[Dataset items]

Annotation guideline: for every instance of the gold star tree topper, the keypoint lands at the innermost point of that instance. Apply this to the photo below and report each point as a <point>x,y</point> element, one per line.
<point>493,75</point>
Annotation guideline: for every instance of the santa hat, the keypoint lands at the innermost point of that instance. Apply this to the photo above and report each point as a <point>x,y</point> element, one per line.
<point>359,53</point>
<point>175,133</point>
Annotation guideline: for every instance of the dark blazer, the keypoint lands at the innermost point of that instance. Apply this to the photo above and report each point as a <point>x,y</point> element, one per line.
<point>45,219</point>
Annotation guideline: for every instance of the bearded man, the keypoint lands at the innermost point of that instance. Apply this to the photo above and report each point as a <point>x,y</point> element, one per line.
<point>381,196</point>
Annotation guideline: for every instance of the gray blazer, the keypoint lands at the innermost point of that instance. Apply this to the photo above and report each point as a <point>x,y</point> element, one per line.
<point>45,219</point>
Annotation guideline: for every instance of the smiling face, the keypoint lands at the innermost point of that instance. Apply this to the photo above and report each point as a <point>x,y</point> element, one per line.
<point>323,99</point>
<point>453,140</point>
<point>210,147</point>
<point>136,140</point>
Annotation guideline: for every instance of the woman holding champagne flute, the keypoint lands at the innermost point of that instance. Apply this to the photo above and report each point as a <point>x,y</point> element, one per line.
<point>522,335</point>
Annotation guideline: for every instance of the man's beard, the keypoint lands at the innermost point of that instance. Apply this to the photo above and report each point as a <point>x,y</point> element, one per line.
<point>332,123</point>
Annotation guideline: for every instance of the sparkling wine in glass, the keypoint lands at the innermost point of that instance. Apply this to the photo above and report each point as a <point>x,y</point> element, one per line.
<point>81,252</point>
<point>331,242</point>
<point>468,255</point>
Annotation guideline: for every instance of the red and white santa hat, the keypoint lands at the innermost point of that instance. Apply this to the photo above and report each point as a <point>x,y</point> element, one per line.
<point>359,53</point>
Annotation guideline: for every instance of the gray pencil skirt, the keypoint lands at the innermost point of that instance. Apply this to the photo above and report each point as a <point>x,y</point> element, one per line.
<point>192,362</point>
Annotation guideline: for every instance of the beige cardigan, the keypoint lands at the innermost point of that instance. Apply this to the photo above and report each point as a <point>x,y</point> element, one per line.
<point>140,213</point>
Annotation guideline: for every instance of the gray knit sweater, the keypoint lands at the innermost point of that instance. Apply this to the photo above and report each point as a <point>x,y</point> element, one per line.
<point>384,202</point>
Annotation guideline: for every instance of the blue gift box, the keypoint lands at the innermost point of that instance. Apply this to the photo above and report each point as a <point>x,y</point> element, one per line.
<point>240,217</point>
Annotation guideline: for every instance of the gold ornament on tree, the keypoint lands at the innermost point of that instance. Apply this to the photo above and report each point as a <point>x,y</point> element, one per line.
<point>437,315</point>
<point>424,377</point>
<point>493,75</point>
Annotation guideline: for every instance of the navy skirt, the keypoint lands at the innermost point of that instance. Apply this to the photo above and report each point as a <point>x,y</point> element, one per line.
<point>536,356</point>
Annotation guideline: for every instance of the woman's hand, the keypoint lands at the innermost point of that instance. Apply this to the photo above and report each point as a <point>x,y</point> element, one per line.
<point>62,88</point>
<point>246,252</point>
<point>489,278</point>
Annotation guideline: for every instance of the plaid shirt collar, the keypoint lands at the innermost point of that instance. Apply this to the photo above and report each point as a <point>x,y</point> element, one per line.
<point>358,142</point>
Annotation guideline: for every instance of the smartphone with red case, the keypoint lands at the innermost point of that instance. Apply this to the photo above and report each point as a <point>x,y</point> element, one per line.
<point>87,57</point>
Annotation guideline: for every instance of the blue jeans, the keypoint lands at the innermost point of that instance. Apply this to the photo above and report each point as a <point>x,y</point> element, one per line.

> _AIM OF THE TASK_:
Each entry must be printed again exactly as given.

> _ANSWER AREA_:
Annotation guideline: for every instance of the gold star tree topper, the keypoint lands at the innermost point of that instance. Apply this to the photo below and report each point as a <point>x,y</point> element, one per line.
<point>493,75</point>
Annotation guideline: for every instance of the santa hat, the keypoint lands at the innermost point of that instance. Apply this to the photo above and report each point as a <point>x,y</point> element, one per line.
<point>359,53</point>
<point>175,133</point>
Annotation guideline: for every instance of the dark blazer, the keypoint lands at the innermost point of that instance. Apply this to the photo above and report each point as a <point>x,y</point> element, one per line.
<point>45,219</point>
Annotation guideline: for every instance of the bearded man, the keypoint lands at the innermost point of that instance. Apply this to the photo above and report each point as a <point>x,y</point> element, one per line.
<point>381,196</point>
Annotation guideline: for every instance of the gray blazer, the keypoint lands at the innermost point of that instance. Apply this to the photo above and report each point as a <point>x,y</point> element, one per line.
<point>45,219</point>
Annotation guideline: for every instance of the smiling face, the keypoint lands at the innermost point of that instance. Apply this to the photo above and report each point as a <point>x,y</point> element, one per line.
<point>323,99</point>
<point>453,140</point>
<point>210,147</point>
<point>136,140</point>
Annotation guideline: for every instance of the woman holding champagne flute, the keypoint lands at the innermost point of that instance. Apply this to the photo above and report each point as a <point>x,y</point> element, one per line.
<point>522,335</point>
Annotation guideline: for every instance of the man's beard, the keypoint lands at the innermost point of that instance. Apply this to the photo above and report each point as a <point>x,y</point> element, one per line.
<point>332,123</point>
Annotation guideline: for every instance of the sparkling wine in glass, the keypoint lands at the innermost point of that instance. Apply this to the photo above and report each point as a <point>x,y</point> element, one per line.
<point>81,252</point>
<point>331,242</point>
<point>468,255</point>
Annotation guideline: for every instance of the red and white santa hat, the keypoint lands at the innermost point of that instance. Apply this to the photo above and report each point as a <point>x,y</point> element, one per line.
<point>359,53</point>
Annotation guideline: for every instance of the gray pencil skirt, the keypoint lands at the innermost point of that instance. Apply this to the photo above and report each point as a <point>x,y</point> element, one per line.
<point>192,362</point>
Annotation guideline: for every instance of the beige cardigan, the keypoint lands at the innermost point of that instance. Apply this to the photo above and report each point as a <point>x,y</point> element, one per line.
<point>140,213</point>
Annotation guideline: for every instance of the gray knit sweater, the keypoint lands at the innermost point of that instance. Apply this to the photo above and report each point as a <point>x,y</point> element, one per line.
<point>384,202</point>
Annotation guideline: for every instance of the blue gift box, the keypoint lands at the innermost point of that instance. Apply this to the photo above and report each point as a <point>x,y</point> element, one per line.
<point>240,217</point>
Annotation guideline: for every instance of the gold ornament on tree, the keypoint lands at the innermost point of that instance. Apply this to the photo above and report each point as a <point>x,y</point> element, one per line.
<point>437,315</point>
<point>424,377</point>
<point>493,75</point>
Annotation guideline: for every instance of the navy skirt, the keypoint lands at the innermost point of that instance. Apply this to the photo above and report each point as a <point>x,y</point> element, one per line.
<point>536,356</point>
Annotation guideline: for every instance of the woman's hand, the keypoint lands at the innermost point of that instance. Apply this to the photo above and report each point as a <point>x,y</point> element, one per line.
<point>62,88</point>
<point>246,252</point>
<point>489,278</point>
Annotation guideline: for every instance of the plaid shirt collar, the keypoint lands at the innermost point of that instance. Apply this to the photo above and report each point as a <point>x,y</point> element, one per line.
<point>358,142</point>
Annotation guideline: for every instance of the smartphone with red case, the keypoint lands at the innermost point of that instance. Apply this to the photo above and report each point as a <point>x,y</point> element, one per line.
<point>87,57</point>
Annotation guideline: for every instance of the blue jeans, the keypoint lands at the innermost point of that instance. Apply this to the photo above and report each point as a <point>x,y</point> element, one per line.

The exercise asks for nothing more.